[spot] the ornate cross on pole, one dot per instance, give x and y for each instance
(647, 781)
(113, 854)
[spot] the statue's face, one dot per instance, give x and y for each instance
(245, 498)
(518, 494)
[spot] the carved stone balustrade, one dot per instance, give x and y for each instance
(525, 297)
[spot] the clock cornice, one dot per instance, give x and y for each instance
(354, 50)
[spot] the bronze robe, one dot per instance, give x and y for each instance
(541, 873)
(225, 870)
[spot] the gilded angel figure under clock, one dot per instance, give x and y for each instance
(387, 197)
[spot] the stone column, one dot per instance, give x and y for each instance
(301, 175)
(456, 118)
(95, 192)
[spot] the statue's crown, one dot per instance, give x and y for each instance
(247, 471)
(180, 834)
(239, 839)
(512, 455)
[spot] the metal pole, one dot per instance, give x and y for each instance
※ ※ ※
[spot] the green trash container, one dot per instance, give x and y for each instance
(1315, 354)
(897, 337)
※ ※ ※
*Goal of the exercise*.
Output as a JSON list of strings, one per line with blank lines omitted, the part of the material that opens with the line containing "[spot] the ornate" and closes with the line containing "[spot] the metal", both included.

*Worked solution*.
[
  "[spot] the ornate cross on pole, one dot per instance, give x and y for each instance",
  "(647, 781)",
  "(113, 854)",
  "[spot] the statue's face, one dot per instance, give x and y for each instance",
  "(245, 498)",
  "(518, 494)",
  "[spot] the carved stone balustrade, one dot per instance, give x and y for each instance",
  "(525, 297)",
  "[spot] the clock cornice, one dot per instance, give x and y for each instance",
  "(354, 50)",
  "[spot] the bronze robe, one dot per instance, give x and y for each instance",
  "(541, 873)",
  "(225, 870)",
  "[spot] the gilded angel figure under clock, one dot per instance, give x and y for each instance",
  "(387, 197)",
  "[spot] the stone column, one dot per instance, give x and y for each instance",
  "(301, 175)",
  "(456, 118)",
  "(95, 192)",
  "[spot] the statue's crown, one dot per instance, give x and y for each instance",
  "(247, 471)",
  "(180, 834)",
  "(239, 839)",
  "(512, 455)",
  "[spot] the metal pole, one dot per instance, give x and y for each instance"
]